== Task details ==
Pull out every line of the listing below that contains the string "sandy", and copy each one in full.

Excerpts from a point labeling dataset
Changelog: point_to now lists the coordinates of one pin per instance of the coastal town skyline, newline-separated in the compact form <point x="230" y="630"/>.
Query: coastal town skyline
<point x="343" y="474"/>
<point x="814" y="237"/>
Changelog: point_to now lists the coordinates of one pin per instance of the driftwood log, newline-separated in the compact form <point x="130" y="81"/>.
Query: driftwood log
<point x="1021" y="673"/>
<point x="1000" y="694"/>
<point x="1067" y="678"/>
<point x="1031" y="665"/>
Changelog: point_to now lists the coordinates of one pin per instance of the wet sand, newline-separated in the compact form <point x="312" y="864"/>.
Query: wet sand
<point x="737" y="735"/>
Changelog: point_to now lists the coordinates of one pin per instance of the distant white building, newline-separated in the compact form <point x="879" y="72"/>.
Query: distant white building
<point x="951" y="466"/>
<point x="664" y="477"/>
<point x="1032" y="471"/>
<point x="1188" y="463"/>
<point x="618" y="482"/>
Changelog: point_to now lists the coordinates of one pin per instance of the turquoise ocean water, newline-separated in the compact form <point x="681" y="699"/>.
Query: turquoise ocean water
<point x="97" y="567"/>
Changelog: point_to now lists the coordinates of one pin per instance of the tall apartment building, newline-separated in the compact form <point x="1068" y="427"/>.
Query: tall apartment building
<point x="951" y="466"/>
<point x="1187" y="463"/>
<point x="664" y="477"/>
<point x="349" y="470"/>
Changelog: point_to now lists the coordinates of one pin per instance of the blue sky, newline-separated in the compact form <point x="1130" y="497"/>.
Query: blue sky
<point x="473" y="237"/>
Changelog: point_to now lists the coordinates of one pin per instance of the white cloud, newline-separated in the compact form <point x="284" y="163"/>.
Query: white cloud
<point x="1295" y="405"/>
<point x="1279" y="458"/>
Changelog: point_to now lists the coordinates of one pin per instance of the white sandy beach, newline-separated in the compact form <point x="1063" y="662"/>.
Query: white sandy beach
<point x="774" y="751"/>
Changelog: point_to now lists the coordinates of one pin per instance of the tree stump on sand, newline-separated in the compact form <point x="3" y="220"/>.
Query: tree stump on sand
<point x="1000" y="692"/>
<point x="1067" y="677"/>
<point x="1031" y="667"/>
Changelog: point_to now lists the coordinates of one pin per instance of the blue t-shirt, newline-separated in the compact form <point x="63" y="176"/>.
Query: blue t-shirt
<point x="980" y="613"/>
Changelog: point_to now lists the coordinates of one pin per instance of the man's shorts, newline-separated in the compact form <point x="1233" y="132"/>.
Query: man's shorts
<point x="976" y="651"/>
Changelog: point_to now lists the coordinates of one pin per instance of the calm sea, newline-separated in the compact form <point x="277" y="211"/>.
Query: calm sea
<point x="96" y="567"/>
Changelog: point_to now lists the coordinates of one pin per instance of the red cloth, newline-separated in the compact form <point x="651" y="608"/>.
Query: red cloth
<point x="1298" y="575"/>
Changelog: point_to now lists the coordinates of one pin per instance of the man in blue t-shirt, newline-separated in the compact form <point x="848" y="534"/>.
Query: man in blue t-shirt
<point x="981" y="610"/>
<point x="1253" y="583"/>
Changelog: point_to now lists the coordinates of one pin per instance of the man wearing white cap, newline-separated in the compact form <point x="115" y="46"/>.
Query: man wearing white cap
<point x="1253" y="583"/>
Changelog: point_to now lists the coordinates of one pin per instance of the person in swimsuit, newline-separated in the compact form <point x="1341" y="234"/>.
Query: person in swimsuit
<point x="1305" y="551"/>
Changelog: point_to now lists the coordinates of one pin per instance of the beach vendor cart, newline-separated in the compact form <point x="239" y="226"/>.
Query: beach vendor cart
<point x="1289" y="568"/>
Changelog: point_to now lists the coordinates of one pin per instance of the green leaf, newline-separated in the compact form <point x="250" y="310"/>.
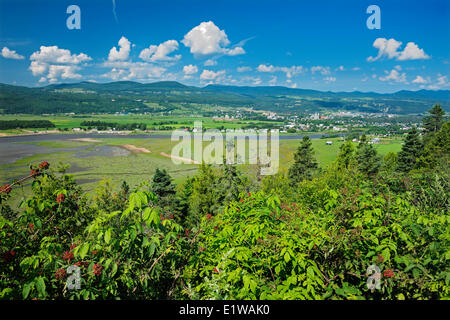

== Solution for this problem ==
Changelog: point_to now lists the coordinates of one pin per instance of the white sandy beach, newline-separated in the compact form <point x="1063" y="662"/>.
Query: white sandy beach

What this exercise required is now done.